▶ **WHAT YOU SHOULD DO**: Leave out each picture. Repeat everything else in the records exactly.
BEGIN SOURCE DATA
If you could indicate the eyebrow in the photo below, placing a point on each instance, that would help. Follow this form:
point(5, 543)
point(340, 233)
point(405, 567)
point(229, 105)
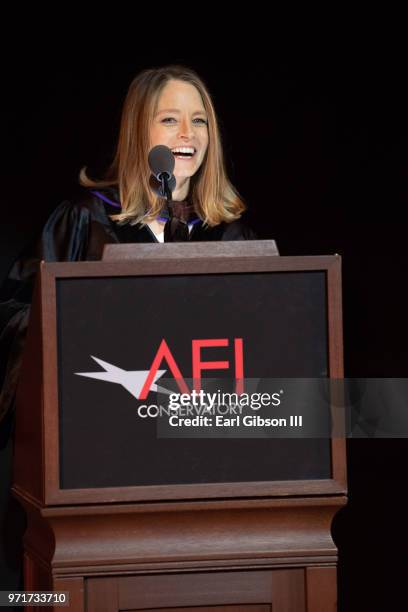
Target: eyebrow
point(175, 110)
END SOURCE DATA
▶ **WRITTEN SOLUTION**:
If you could indicate the eyebrow in the photo below, placing a point on each instance, that would help. Follow this form:
point(5, 543)
point(340, 233)
point(405, 567)
point(229, 105)
Target: eyebrow
point(175, 110)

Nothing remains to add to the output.